> _PROBLEM REQUIREMENTS_
Copy out all the records below, swapping each "rough mask" for "coarse mask" and leaving everything else unchanged. Omit the pictures.

> _DATASET ENTRIES_
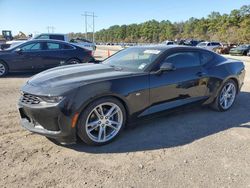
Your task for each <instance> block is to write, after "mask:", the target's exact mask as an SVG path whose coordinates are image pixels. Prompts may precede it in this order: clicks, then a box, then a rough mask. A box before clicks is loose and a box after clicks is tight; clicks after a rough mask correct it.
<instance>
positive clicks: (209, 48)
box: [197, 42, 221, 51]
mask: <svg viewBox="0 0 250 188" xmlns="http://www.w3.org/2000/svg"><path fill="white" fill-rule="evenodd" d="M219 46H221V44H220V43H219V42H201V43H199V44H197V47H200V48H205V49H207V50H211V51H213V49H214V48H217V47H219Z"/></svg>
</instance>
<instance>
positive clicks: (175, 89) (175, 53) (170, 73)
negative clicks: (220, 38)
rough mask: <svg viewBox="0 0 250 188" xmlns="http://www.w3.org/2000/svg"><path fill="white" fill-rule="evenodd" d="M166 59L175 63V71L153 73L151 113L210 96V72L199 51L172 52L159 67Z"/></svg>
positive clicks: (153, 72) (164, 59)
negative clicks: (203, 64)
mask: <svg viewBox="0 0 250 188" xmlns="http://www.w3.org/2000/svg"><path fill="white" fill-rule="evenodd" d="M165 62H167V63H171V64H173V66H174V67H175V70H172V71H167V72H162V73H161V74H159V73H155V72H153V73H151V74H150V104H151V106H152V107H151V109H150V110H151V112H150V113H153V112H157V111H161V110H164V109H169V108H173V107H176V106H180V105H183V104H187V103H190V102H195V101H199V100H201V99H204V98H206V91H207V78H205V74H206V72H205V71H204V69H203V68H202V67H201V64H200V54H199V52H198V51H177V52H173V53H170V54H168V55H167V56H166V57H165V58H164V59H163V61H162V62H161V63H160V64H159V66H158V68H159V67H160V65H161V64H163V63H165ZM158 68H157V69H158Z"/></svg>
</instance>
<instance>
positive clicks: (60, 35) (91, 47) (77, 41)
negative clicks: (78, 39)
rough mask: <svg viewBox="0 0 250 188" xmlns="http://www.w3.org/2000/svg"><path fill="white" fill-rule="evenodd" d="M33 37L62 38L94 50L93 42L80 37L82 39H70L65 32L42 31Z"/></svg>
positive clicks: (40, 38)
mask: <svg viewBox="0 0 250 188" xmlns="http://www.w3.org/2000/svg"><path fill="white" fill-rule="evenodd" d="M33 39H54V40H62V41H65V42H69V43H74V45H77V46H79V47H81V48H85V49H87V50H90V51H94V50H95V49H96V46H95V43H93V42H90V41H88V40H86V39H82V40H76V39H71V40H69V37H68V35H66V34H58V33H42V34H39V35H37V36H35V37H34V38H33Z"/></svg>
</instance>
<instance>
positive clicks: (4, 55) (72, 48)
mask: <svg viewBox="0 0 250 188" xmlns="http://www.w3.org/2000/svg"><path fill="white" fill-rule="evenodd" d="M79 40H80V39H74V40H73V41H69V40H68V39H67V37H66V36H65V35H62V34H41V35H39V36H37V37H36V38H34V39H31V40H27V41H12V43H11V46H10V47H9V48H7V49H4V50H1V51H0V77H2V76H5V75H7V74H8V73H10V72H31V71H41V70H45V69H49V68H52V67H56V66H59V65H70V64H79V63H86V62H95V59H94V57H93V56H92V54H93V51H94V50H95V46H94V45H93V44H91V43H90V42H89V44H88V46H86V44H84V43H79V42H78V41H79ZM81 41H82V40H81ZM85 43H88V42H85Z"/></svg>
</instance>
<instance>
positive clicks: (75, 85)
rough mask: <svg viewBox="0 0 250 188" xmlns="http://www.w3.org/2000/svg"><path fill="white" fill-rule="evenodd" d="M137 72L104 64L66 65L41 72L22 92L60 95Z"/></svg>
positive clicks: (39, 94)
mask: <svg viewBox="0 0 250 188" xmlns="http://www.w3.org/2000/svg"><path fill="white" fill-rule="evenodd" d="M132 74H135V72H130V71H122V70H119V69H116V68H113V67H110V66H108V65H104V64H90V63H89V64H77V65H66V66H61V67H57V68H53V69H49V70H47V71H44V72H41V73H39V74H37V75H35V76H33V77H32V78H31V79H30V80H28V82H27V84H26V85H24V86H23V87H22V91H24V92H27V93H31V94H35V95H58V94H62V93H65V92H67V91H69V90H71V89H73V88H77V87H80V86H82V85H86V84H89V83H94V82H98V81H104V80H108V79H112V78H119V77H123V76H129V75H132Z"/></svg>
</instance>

> _WRITTEN SOLUTION_
Your task for each <instance> block is to write, after "mask:", the target's exact mask as an SVG path whose coordinates are image pixels. Prompts may precede it in this order: clicks, then a box, then a coarse mask. A box before clicks is loose and a box after clicks is tight; clicks after a coarse mask correct it.
<instance>
positive clicks: (209, 48)
box: [197, 42, 221, 51]
mask: <svg viewBox="0 0 250 188" xmlns="http://www.w3.org/2000/svg"><path fill="white" fill-rule="evenodd" d="M219 46H221V44H220V43H219V42H201V43H199V44H197V47H200V48H205V49H207V50H211V51H213V49H214V48H217V47H219Z"/></svg>
</instance>
<instance>
positive clicks: (175, 89) (175, 53) (170, 73)
negative clicks: (220, 38)
coarse mask: <svg viewBox="0 0 250 188" xmlns="http://www.w3.org/2000/svg"><path fill="white" fill-rule="evenodd" d="M166 59L175 63V71L153 73L151 113L210 96V72L199 51L172 52L159 67Z"/></svg>
positive clicks: (153, 72) (164, 59)
negative clicks: (203, 64)
mask: <svg viewBox="0 0 250 188" xmlns="http://www.w3.org/2000/svg"><path fill="white" fill-rule="evenodd" d="M165 62H167V63H171V64H173V66H174V67H175V70H172V71H167V72H162V73H161V74H159V73H155V72H153V73H151V74H150V104H151V106H152V107H151V109H150V110H151V112H150V113H153V112H157V111H161V110H164V109H169V108H173V107H176V106H180V105H183V104H187V103H190V102H195V101H199V100H201V99H204V98H206V91H207V78H205V74H206V72H205V71H204V69H203V68H202V67H201V64H200V54H199V52H198V51H177V52H173V53H170V54H168V55H167V56H166V57H165V58H164V59H163V61H162V62H161V63H160V64H159V66H158V68H159V67H160V65H161V64H163V63H165ZM158 68H157V69H158Z"/></svg>
</instance>
<instance>
positive clicks: (60, 35) (91, 47) (77, 41)
negative clicks: (78, 39)
coarse mask: <svg viewBox="0 0 250 188" xmlns="http://www.w3.org/2000/svg"><path fill="white" fill-rule="evenodd" d="M33 37L62 38L94 50L93 42L80 37L82 39H70L65 32L42 31Z"/></svg>
positive clicks: (40, 38)
mask: <svg viewBox="0 0 250 188" xmlns="http://www.w3.org/2000/svg"><path fill="white" fill-rule="evenodd" d="M33 39H54V40H62V41H65V42H69V43H74V45H77V46H79V47H81V48H85V49H87V50H90V51H94V50H95V49H96V46H95V43H93V42H90V41H88V40H86V39H82V40H76V39H71V40H69V37H68V35H66V34H58V33H42V34H39V35H37V36H35V37H34V38H33Z"/></svg>
</instance>
<instance>
positive clicks: (4, 55) (72, 48)
mask: <svg viewBox="0 0 250 188" xmlns="http://www.w3.org/2000/svg"><path fill="white" fill-rule="evenodd" d="M79 40H80V39H74V40H73V41H69V40H68V39H67V37H66V36H65V35H62V34H41V35H39V36H37V37H36V38H34V39H31V40H27V41H12V43H11V46H10V47H9V48H7V49H4V50H1V51H0V77H2V76H5V75H7V74H8V73H10V72H31V71H41V70H45V69H49V68H52V67H56V66H59V65H70V64H79V63H86V62H95V59H94V57H93V56H92V54H93V51H94V50H95V46H94V45H93V44H91V43H90V42H89V44H88V46H86V44H84V43H79V42H78V41H79ZM81 41H82V40H81ZM85 43H88V42H85Z"/></svg>
</instance>
<instance>
positive clicks: (75, 85)
coarse mask: <svg viewBox="0 0 250 188" xmlns="http://www.w3.org/2000/svg"><path fill="white" fill-rule="evenodd" d="M137 72L104 64L66 65L41 72L22 92L60 95Z"/></svg>
positive clicks: (39, 94)
mask: <svg viewBox="0 0 250 188" xmlns="http://www.w3.org/2000/svg"><path fill="white" fill-rule="evenodd" d="M132 74H135V72H130V71H122V70H119V69H116V68H113V67H110V66H108V65H104V64H90V63H89V64H77V65H66V66H61V67H57V68H53V69H49V70H47V71H44V72H41V73H39V74H37V75H35V76H33V77H32V78H31V79H30V80H28V82H27V84H26V85H24V86H23V87H22V91H24V92H27V93H31V94H35V95H58V94H62V93H65V92H67V91H69V90H71V89H73V88H77V87H80V86H82V85H86V84H89V83H94V82H98V81H104V80H108V79H112V78H119V77H123V76H129V75H132Z"/></svg>
</instance>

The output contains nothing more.